• _GIVEN PROBLEM_: Reproduce every one of the following entries word for word, keeping the original lines and their order.

--- START PROVIDED MATERIAL ---

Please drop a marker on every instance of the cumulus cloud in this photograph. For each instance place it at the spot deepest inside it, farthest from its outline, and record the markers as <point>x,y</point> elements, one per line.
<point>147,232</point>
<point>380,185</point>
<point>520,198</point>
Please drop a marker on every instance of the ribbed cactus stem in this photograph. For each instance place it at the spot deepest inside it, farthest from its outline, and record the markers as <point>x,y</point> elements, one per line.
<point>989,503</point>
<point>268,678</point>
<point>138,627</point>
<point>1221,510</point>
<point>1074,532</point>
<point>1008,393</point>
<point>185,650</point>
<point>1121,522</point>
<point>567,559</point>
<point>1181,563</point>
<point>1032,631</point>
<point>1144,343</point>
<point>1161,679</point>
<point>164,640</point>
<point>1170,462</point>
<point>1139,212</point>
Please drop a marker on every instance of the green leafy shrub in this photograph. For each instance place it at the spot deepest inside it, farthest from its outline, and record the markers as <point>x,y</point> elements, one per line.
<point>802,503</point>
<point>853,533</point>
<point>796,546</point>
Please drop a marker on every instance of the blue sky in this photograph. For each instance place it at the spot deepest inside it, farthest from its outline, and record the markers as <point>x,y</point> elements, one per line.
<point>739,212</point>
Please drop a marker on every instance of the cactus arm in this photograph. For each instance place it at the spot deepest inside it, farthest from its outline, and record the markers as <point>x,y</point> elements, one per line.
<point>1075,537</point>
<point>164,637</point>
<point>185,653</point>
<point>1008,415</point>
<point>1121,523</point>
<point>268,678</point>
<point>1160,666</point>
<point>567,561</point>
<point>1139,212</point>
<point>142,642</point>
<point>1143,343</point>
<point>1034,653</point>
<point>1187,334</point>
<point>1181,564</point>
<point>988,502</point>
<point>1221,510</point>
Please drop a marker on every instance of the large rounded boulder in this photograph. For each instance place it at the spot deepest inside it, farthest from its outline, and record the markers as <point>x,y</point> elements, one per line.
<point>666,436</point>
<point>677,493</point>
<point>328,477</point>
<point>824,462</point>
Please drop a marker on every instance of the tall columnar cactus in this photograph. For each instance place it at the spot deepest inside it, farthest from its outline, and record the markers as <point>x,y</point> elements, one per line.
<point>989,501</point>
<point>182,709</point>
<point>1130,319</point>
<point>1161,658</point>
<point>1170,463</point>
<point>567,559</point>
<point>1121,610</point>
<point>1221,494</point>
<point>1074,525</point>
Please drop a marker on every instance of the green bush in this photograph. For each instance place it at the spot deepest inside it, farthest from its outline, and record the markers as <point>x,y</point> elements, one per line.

--- END PROVIDED MATERIAL ---

• _SOLUTION_:
Please drop a marker on every instance of the cumulus cloud in this photograph. For each instance place it at the spot deepest inside it, farthest from its outline, and record the markers as <point>x,y</point> elements, one per line.
<point>147,232</point>
<point>380,185</point>
<point>520,198</point>
Please drop a marker on every instance of the ribbed cactus stem in this photograph. For each instance place it at the spot deepest inside it, farthest from its outline, and record the markers as <point>x,y</point> elements, one per line.
<point>989,503</point>
<point>268,678</point>
<point>138,627</point>
<point>1221,510</point>
<point>1074,532</point>
<point>1008,393</point>
<point>185,650</point>
<point>1121,522</point>
<point>567,559</point>
<point>1181,563</point>
<point>1032,631</point>
<point>1144,343</point>
<point>1161,679</point>
<point>164,640</point>
<point>1170,462</point>
<point>1139,212</point>
Please drop a marker on every instance of the green leafy shrub in this photograph. For each instance place it at the spot deepest inside it, farthest from its outline, and record the markers as <point>x,y</point> elements, one per line.
<point>802,503</point>
<point>853,533</point>
<point>796,546</point>
Please drop a marker on every instance of the blue sky in this photograph. For each instance place it at the spot deepest inside it, farthest from its outline, and record the markers as <point>x,y</point> elements, one per line.
<point>739,212</point>
Please drop a marker on every instance of the cactus arm in this photograph. For each instance place it at the spot deepest inside it, farthest from its outline, and record the markers as <point>x,y</point> elements, one per line.
<point>1075,537</point>
<point>164,637</point>
<point>185,653</point>
<point>1008,415</point>
<point>1121,523</point>
<point>268,678</point>
<point>1160,666</point>
<point>567,561</point>
<point>1139,212</point>
<point>142,642</point>
<point>1143,343</point>
<point>1034,653</point>
<point>1187,334</point>
<point>1181,564</point>
<point>988,502</point>
<point>1221,510</point>
Please drop a marker on every instance of the large rounded boulder in this photograph. For each instance place it at the spot deepest inside it, farthest from its outline, and record the markers as <point>x,y</point> elements, one per line.
<point>666,436</point>
<point>677,493</point>
<point>328,477</point>
<point>824,462</point>
Please drop a marker on every instance of the tall columnar cactus in this photograph. For each instance place it at the spot deepest inside it, farthest from its outline, and record the markers as <point>x,y</point> elements, one per line.
<point>989,501</point>
<point>182,709</point>
<point>1130,319</point>
<point>1161,658</point>
<point>1170,463</point>
<point>567,559</point>
<point>1121,610</point>
<point>1221,494</point>
<point>1074,525</point>
Please drop a marker on every instance of the green bush in this photograph. For each instance place it at the spot deepest inside it, farthest from its outline, and record the markers as <point>x,y</point> elements, one per line.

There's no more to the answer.